*Work instructions:*
Put the lines from the line with "Outline the asphalt" up to and including the line with "[0,358,800,505]" into a two-column CSV with the header instruction,box. Give one row for each instruction and its answer, with each value in a single quoted field and any line breaks replaced by spaces.

*Record extracts:*
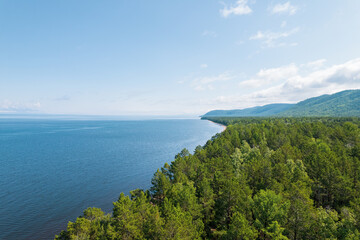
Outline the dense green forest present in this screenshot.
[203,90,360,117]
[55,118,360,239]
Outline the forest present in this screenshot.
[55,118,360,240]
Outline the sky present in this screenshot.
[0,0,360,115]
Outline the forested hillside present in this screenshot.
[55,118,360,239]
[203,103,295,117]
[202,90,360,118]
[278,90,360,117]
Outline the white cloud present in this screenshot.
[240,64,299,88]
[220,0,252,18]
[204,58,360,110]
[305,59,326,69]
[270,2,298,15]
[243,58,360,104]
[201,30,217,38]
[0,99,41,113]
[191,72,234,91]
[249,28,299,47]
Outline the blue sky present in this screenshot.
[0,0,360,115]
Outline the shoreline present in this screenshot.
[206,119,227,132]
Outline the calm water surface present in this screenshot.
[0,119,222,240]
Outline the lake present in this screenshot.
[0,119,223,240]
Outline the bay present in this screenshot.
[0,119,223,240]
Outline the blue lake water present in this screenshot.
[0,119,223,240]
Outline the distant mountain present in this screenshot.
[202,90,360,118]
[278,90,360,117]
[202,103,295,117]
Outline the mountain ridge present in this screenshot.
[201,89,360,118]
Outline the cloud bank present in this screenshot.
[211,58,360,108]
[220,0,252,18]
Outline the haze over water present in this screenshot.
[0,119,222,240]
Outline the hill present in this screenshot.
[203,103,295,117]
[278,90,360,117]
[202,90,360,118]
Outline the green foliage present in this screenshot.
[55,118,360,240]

--

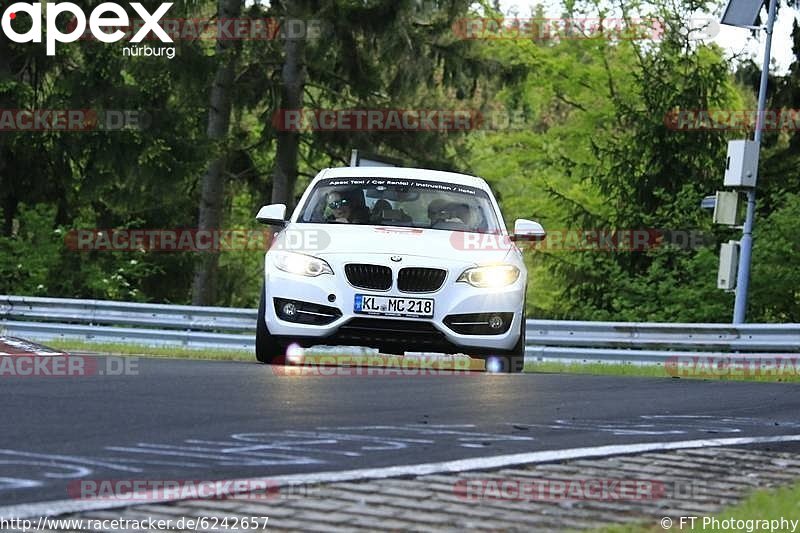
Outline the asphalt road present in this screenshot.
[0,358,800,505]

*Task response:*
instruction,box
"Outline the asphalt road present in this screenshot.","[0,358,800,505]"